SOURCE DOCUMENT
Ping Server – It is the node information used by PingER that refers to the URL for requesting a ping from the described node to another.https://confluence.slac.stanford.edu/display/IEPM/PingER+NODEDETAILS.

Ping Size – It is the node information used by PingER that refers to the size of pings to be sent to the described node - only controls SLAC's PingER install.https://confluence.slac.stanford.edu/display/IEPM/PingER+NODEDETAILS.

PingER Node Information - It is the generic term that refers to additional information that PingER needs to use about a node.

Project Type – It is the node information used by PingER that refers to flags that describe how the node is used. Flag “NOT-SET” is the default, meaning that it is a regular monitored node; Flag “B” means a beacon node; Flag “D” refers to a disabled node, i.e., no longer monitored, monitors or checked; Flag “I” means IEPM-BW; Flag “M” refers to a monitor node.https://confluence.slac.stanford.edu/display/IEPM/PingER+NODEDETAILS.

Round Trip Delay - also known as response time or Round Trip Time (RTT). The RTT is related to the distance between the sites plus the delay at each hop along the path between the sites. The distance effect can be roughly characterized by the speed of light in fiber, and is roughly given by distance / (0.6 * c) where c is the velocity of light (the ITU in document G.144, table A.1 recommends a multiplier of 0.005 ms/km, or 0.66c). Putting this together with the hop delays, the RTT R is roughly given by: R = 2 * (distance / (0.6 * c) + hops * delay) where the factor of 2 is since we are measuring the out and back times for the round-trip (http://www.slac.stanford.edu/comp/net/wan-mon/tutorial.html#rtt-measure)

Sample – A set of n pings.

School – Any educational establishment that is a node monitored by PingER or that is a PingER monitor e.g. Stanford University.

Simple Measurement – All measurements made by PingER that include a metric (such as Packet Loss or TCP Throughput). Information about a simple measurement typically include the name of the metric being measured, the default unit, and the default packet size.

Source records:

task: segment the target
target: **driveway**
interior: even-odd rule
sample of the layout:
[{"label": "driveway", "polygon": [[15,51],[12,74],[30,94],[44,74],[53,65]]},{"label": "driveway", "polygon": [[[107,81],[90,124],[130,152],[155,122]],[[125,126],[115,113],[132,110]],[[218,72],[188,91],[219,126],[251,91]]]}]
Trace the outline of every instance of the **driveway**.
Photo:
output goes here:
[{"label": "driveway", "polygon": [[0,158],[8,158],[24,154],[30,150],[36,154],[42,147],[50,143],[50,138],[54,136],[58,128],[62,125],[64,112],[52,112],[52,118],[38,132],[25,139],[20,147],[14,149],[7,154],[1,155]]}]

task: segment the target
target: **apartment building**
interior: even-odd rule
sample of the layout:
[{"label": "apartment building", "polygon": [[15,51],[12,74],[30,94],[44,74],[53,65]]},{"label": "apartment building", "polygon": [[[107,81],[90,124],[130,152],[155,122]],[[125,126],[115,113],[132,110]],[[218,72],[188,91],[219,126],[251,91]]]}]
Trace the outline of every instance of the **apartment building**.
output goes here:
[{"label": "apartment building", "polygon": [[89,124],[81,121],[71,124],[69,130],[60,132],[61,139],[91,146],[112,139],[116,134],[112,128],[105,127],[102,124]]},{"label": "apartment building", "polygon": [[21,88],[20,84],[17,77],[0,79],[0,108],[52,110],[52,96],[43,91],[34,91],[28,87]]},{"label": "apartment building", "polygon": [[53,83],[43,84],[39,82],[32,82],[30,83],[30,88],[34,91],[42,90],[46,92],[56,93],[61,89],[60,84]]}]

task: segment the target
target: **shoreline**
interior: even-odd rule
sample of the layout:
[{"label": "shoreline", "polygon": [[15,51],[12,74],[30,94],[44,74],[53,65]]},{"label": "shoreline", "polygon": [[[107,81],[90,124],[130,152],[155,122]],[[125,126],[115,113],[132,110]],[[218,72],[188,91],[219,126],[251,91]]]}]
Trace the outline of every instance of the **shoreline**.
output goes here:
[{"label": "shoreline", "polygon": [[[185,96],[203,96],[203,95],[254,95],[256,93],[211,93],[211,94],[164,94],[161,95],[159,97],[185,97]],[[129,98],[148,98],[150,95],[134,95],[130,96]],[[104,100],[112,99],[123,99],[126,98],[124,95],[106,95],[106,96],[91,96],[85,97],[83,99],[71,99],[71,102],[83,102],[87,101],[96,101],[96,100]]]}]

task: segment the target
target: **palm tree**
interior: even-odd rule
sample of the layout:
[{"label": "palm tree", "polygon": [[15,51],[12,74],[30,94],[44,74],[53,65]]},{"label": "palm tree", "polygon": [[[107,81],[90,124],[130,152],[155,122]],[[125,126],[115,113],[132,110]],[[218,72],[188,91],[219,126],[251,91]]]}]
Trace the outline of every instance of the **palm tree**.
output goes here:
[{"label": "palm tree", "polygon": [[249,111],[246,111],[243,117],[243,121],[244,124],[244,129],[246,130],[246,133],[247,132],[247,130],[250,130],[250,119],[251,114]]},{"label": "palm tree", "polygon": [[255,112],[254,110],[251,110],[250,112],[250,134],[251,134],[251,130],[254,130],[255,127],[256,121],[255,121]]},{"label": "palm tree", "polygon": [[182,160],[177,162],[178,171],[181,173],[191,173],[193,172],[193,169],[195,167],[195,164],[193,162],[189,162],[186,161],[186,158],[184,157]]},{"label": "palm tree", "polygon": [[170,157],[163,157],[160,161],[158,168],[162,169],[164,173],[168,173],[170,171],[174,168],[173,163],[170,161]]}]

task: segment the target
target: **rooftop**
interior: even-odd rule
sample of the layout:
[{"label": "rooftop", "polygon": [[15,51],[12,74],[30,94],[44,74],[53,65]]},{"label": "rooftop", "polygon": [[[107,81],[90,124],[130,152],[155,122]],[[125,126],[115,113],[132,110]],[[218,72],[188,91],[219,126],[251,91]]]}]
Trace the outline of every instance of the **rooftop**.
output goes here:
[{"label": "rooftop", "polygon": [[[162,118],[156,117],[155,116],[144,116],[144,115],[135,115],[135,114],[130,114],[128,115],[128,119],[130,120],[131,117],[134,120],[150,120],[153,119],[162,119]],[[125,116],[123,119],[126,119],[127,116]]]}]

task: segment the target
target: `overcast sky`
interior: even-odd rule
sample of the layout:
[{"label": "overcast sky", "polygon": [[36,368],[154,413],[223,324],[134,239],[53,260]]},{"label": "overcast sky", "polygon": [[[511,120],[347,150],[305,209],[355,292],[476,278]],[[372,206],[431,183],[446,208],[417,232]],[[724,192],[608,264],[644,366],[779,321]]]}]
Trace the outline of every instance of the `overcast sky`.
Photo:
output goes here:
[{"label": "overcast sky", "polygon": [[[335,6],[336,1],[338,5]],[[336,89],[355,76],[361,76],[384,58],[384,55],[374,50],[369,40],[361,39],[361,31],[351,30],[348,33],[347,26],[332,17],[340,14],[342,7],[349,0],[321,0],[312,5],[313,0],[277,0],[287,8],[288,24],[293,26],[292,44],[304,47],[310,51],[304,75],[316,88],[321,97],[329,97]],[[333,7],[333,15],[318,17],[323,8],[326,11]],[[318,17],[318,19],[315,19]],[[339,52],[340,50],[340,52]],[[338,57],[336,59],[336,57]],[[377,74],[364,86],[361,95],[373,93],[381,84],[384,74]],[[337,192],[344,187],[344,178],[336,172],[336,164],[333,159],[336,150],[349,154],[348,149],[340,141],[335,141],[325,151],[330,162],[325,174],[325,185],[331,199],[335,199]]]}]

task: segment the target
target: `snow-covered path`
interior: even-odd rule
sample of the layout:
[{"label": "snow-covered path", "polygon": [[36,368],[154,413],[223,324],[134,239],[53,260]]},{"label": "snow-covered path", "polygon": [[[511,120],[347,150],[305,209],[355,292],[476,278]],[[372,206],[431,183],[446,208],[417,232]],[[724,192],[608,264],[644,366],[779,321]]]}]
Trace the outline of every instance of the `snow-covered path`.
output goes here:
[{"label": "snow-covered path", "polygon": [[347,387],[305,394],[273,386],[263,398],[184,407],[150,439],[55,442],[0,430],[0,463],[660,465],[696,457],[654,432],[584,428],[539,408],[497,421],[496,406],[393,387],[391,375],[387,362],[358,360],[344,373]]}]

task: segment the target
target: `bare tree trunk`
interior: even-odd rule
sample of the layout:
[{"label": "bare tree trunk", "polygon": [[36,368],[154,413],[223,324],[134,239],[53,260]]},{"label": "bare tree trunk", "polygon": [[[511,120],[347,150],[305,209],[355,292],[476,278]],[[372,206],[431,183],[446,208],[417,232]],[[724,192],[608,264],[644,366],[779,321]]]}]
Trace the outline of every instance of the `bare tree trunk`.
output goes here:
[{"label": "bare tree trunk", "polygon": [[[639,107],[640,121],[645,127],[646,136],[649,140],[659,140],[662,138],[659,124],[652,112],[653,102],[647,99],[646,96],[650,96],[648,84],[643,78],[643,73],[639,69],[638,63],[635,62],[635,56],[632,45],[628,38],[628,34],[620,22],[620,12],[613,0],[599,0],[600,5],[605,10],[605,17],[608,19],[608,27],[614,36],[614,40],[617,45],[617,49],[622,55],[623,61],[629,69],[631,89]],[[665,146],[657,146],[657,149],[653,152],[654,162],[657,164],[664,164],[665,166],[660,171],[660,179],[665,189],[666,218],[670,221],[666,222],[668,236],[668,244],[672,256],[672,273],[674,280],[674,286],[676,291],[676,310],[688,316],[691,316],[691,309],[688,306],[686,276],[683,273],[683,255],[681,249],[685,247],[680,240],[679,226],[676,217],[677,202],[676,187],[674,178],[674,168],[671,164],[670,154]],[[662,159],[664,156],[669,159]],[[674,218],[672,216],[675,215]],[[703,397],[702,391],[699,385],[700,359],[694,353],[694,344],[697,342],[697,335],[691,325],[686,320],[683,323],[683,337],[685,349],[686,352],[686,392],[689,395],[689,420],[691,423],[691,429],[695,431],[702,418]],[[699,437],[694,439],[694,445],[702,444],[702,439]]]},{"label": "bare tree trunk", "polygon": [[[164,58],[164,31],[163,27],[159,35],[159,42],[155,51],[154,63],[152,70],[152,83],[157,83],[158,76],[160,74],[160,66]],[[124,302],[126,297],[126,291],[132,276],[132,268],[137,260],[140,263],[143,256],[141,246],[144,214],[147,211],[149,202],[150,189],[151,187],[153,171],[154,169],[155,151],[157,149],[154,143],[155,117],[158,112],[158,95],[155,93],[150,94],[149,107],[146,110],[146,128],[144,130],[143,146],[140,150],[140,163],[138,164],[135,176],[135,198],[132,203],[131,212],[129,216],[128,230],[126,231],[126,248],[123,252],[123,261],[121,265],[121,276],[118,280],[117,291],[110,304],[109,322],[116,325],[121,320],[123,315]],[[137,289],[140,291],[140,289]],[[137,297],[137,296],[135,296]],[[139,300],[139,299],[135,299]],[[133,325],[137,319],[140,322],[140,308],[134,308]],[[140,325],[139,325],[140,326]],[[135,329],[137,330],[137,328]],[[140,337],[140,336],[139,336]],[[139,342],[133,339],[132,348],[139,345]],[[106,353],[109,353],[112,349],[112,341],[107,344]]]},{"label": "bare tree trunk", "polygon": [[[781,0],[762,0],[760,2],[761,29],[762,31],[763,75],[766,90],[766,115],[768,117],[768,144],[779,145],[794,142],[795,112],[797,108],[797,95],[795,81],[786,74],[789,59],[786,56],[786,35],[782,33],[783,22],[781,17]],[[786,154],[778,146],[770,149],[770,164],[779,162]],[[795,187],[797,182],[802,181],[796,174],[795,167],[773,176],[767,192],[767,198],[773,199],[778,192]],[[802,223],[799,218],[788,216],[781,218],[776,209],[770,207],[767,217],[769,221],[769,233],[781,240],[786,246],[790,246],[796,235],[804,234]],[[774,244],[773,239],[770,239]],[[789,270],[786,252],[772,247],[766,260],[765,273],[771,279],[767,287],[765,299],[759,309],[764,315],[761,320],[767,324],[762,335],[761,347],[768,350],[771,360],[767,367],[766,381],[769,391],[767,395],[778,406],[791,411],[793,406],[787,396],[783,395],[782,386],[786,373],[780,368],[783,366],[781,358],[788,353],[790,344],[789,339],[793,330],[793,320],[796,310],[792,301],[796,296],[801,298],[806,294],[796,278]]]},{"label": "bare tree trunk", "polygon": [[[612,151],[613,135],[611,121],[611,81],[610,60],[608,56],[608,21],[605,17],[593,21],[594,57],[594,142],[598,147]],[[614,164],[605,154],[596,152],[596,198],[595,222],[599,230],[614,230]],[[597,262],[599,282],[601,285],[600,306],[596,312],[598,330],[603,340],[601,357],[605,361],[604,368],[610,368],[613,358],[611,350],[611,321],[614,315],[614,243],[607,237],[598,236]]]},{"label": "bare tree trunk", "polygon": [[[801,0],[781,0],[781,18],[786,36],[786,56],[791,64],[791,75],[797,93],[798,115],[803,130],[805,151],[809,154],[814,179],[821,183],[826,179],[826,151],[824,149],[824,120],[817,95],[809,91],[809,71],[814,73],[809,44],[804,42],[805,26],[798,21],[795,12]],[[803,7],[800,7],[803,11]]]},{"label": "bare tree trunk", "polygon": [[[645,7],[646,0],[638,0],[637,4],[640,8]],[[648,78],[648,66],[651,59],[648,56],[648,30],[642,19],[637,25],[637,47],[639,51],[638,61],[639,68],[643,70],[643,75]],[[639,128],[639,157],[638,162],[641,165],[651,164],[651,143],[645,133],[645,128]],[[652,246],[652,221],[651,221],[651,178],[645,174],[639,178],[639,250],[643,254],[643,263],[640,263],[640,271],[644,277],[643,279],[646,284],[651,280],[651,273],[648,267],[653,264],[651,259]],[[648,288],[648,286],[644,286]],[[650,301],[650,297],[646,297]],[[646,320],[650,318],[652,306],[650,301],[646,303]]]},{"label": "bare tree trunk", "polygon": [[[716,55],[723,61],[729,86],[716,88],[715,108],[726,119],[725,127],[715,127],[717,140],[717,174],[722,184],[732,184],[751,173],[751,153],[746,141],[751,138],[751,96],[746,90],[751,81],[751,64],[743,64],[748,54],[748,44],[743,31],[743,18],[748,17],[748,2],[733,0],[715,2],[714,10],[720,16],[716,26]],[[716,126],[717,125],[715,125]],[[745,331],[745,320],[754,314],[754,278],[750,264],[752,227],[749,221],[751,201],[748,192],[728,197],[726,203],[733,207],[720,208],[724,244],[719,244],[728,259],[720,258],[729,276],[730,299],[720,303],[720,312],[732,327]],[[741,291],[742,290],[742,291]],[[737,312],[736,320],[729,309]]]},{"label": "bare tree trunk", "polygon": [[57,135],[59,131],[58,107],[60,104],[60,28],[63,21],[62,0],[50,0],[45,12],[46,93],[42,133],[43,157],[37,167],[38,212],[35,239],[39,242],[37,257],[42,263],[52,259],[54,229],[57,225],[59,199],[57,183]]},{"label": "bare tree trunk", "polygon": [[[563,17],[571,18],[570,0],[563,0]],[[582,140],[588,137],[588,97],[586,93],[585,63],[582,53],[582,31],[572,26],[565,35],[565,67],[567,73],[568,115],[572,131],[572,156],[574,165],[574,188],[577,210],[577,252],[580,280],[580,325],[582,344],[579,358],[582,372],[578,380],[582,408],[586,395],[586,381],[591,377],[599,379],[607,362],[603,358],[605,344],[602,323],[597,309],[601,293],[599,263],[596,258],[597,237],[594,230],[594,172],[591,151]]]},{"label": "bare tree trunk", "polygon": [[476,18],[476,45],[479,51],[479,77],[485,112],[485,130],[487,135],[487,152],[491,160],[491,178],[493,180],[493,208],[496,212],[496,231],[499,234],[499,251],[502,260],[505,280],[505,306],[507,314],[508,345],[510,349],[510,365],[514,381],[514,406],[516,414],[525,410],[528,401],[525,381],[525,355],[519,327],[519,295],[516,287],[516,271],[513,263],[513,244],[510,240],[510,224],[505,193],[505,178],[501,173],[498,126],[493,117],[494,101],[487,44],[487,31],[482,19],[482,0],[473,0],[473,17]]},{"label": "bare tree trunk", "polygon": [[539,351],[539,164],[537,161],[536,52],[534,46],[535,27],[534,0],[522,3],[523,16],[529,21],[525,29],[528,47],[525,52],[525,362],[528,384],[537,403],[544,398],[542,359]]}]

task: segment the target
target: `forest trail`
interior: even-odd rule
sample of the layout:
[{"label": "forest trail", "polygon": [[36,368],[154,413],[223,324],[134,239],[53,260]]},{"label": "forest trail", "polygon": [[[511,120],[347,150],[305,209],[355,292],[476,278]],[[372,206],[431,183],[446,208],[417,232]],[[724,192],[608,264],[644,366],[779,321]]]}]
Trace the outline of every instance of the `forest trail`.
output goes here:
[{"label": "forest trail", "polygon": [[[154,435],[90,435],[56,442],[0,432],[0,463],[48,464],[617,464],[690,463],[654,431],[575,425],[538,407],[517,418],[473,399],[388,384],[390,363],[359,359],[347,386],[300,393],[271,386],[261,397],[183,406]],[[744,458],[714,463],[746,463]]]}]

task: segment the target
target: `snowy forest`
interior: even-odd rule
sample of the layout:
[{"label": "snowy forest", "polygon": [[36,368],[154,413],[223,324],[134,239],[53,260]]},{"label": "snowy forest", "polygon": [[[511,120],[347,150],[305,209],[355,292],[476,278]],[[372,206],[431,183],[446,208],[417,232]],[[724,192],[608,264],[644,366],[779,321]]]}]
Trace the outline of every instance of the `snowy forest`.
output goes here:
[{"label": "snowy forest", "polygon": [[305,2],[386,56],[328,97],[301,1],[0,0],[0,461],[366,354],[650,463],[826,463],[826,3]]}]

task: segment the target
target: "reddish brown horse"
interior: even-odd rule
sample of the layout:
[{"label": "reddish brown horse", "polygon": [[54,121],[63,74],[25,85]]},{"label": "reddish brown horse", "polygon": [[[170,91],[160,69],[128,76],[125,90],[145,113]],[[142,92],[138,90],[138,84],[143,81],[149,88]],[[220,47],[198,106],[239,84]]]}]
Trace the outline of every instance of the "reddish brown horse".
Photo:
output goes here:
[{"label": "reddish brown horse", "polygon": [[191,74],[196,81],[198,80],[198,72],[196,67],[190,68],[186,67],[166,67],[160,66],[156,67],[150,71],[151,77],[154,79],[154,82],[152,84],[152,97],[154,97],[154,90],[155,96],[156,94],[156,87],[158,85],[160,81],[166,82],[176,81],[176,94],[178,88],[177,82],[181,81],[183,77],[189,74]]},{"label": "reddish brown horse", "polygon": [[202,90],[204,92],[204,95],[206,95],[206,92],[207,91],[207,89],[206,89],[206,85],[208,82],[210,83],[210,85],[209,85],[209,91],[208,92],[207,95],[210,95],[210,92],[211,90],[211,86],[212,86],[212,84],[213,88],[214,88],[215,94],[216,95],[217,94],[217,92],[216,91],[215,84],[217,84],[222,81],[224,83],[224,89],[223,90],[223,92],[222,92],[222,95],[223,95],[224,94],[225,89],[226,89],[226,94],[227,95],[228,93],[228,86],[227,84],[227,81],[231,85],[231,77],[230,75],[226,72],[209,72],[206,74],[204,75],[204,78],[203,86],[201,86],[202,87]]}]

QUESTIONS ON THE MATERIAL
**A)** Answer these questions from the PingER glossary:
(i) What does Flag "B" mean for a node's Project Type?
(ii) What multiplier does the ITU recommend in document G.144, table A.1?
(iii) How does the glossary define a Sample?
**B)** Reproduce the part of the PingER glossary starting with "Sample – A set" and going on through "default packet size.".
These rows come from a separate source, not from the PingER glossary.

RESPONSES TO THE TASKS
**A)**
(i) A beacon node.
(ii) 0.005 ms/km, or 0.66c.
(iii) A set of n pings.

**B)**
Sample – A set of n pings.

School – Any educational establishment that is a node monitored by PingER or that is a PingER monitor e.g. Stanford University.

Simple Measurement – All measurements made by PingER that include a metric (such as Packet Loss or TCP Throughput). Information about a simple measurement typically include the name of the metric being measured, the default unit, and the default packet size.